## Document passage
++++++++

Visiting Facebook's Hardware Labs

We visited Facebook's hardware labs in September, an experience resembling entering the chocolate factory from Charlie and the Chocolate Factory; though the machinery was far less enjoyable to chew on. More importantly though, we were already familiar with the 'chocolate', in that by reading the specifications and following OCP related news, most of the systems present in their labs we could point out and name.


Wannes, Johan, and Matt Corddry, director of hardware of engineering in the Facebook Hardware labs

This symbolizes one of the ultimate goals for the Open Compute project: complete standardization of the datacenter out of commodity components that can be sourced from multiple vendors. And when the standards do not fit your exotic workload, you have a solid foundation to start from. This approach has some pleasant side effects: when working in an OCP powered datacenter, you could switch jobs to another OCP DC and just carry on doing sysadmin tasks -- you know the system, you have your tools. When migrating from a Dell to HP environment for example, the switch will be a larger hurdle due to differentiation by marketing.

Microsoft's Open Cloud Server v2 spec actually goes the extra mile by supplying you with an API specification and implementation in the Chassis controller, giving devops a REST API to manage the hardware.

Intel Decathlete v2, AMD Open 3.0, and Microsoft OCS

Facebook is not the only vendor to contribute open server hardware to open compute project either; Intel and AMD joined pretty soon after the OCP was founded, and last year Microsoft joined the party as well in a big way. The Intel Decathlete is currently in its second incarnation with Haswell support. Intel uses its Decathlete motherboards, which are compatible with ORv1, to build its reference 1U/2U 19" server implementations. These systems are seen in critical environments, like High Frequency Trading systems, where the customers want a server built by the same people who built the CPU and chipset, just so it all ought to work well together.

++++++++

## Given data
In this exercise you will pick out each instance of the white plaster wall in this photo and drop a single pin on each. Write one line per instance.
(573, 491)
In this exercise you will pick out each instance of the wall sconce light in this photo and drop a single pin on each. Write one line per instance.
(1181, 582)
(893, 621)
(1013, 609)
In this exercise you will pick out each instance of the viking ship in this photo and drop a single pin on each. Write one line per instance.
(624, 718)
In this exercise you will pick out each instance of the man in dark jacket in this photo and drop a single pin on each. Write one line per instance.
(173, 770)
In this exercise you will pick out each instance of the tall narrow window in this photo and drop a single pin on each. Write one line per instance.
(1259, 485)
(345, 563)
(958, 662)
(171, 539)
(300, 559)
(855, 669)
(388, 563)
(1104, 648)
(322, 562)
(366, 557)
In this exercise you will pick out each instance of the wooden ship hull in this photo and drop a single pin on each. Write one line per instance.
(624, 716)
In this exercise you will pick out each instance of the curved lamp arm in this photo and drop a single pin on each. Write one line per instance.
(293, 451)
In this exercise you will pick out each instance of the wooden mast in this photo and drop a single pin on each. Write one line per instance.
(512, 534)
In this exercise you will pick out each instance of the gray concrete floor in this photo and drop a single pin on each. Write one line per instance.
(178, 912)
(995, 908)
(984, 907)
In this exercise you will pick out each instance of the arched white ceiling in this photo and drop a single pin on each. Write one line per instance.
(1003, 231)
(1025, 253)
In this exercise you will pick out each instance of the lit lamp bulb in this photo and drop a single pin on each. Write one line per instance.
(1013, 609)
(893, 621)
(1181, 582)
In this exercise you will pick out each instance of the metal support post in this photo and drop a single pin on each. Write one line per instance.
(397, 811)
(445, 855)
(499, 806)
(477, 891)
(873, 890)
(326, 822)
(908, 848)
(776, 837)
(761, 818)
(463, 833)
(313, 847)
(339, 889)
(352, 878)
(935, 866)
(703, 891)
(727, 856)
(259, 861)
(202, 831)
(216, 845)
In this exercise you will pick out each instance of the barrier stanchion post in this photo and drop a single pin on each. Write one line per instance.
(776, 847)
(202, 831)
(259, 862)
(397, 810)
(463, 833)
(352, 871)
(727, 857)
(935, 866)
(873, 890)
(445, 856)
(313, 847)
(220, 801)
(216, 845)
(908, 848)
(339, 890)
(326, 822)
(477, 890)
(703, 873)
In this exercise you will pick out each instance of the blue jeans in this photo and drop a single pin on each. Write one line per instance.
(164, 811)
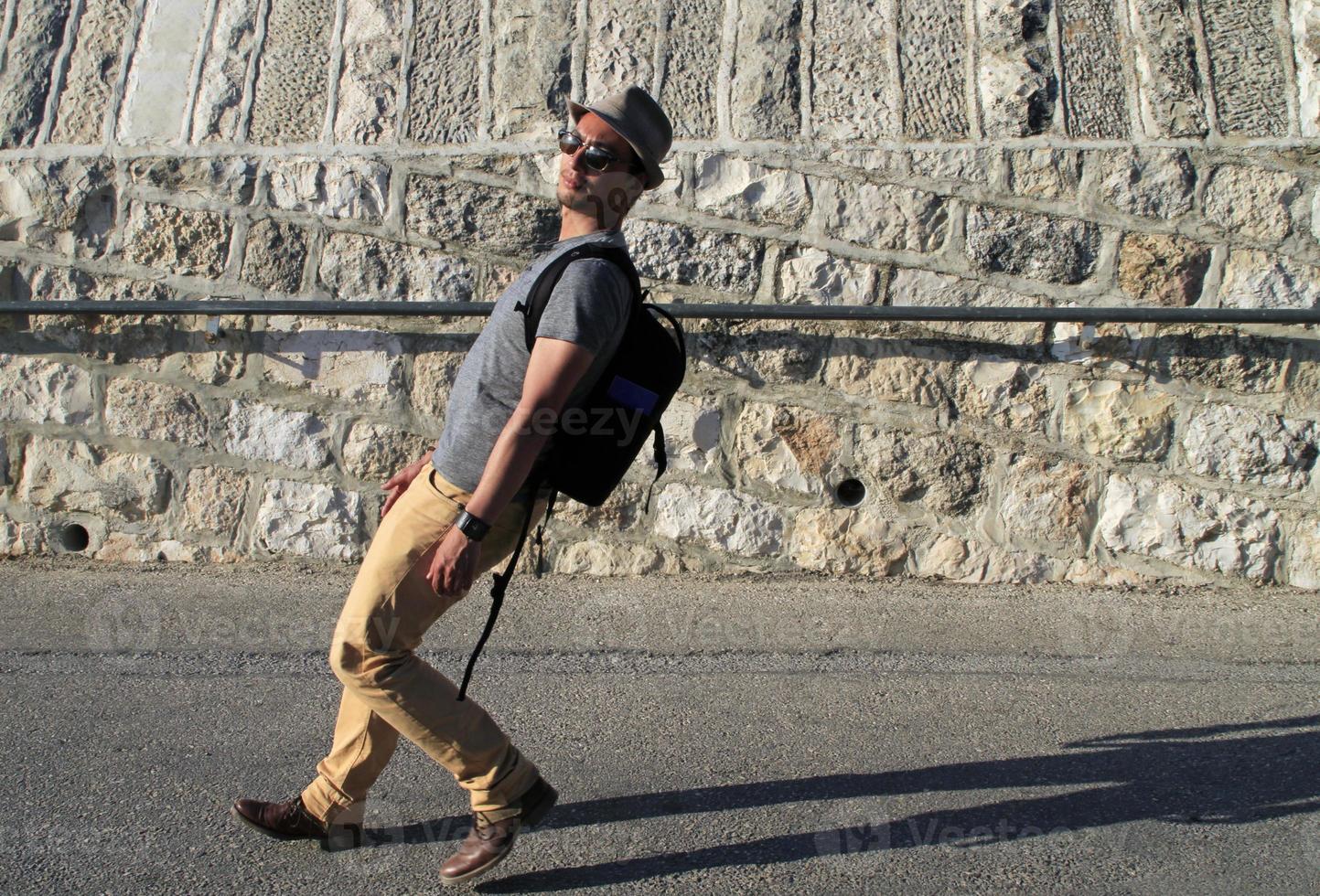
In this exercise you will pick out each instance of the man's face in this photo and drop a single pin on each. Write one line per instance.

++++++++

## Required work
1 > Reproduce the entire article on Facebook's hardware labs, word for word.
2 > Extract each line of the records that contains the word "lamp".

## Exercise solutions
1 >
Visiting Facebook's Hardware Labs

We visited Facebook's hardware labs in September, an experience resembling entering the chocolate factory from Charlie and the Chocolate Factory; though the machinery was far less enjoyable to chew on. More importantly though, we were already familiar with the 'chocolate', in that by reading the specifications and following OCP related news, most of the systems present in their labs we could point out and name.


Wannes, Johan, and Matt Corddry, director of hardware of engineering in the Facebook Hardware labs

This symbolizes one of the ultimate goals for the Open Compute project: complete standardization of the datacenter out of commodity components that can be sourced from multiple vendors. And when the standards do not fit your exotic workload, you have a solid foundation to start from. This approach has some pleasant side effects: when working in an OCP powered datacenter, you could switch jobs to another OCP DC and just carry on doing sysadmin tasks -- you know the system, you have your tools. When migrating from a Dell to HP environment for example, the switch will be a larger hurdle due to differentiation by marketing.

Microsoft's Open Cloud Server v2 spec actually goes the extra mile by supplying you with an API specification and implementation in the Chassis controller, giving devops a REST API to manage the hardware.

Intel Decathlete v2, AMD Open 3.0, and Microsoft OCS

Facebook is not the only vendor to contribute open server hardware to open compute project either; Intel and AMD joined pretty soon after the OCP was founded, and last year Microsoft joined the party as well in a big way. The Intel Decathlete is currently in its second incarnation with Haswell support. Intel uses its Decathlete motherboards, which are compatible with ORv1, to build its reference 1U/2U 19" server implementations. These systems are seen in critical environments, like High Frequency Trading systems, where the customers want a server built by the same people who built the CPU and chipset, just so it all ought to work well together.

2 >
In this exercise you will pick out each instance of the curved lamp arm in this photo and drop a single pin on each. Write one line per instance.
In this exercise you will pick out each instance of the lit lamp bulb in this photo and drop a single pin on each. Write one line per instance.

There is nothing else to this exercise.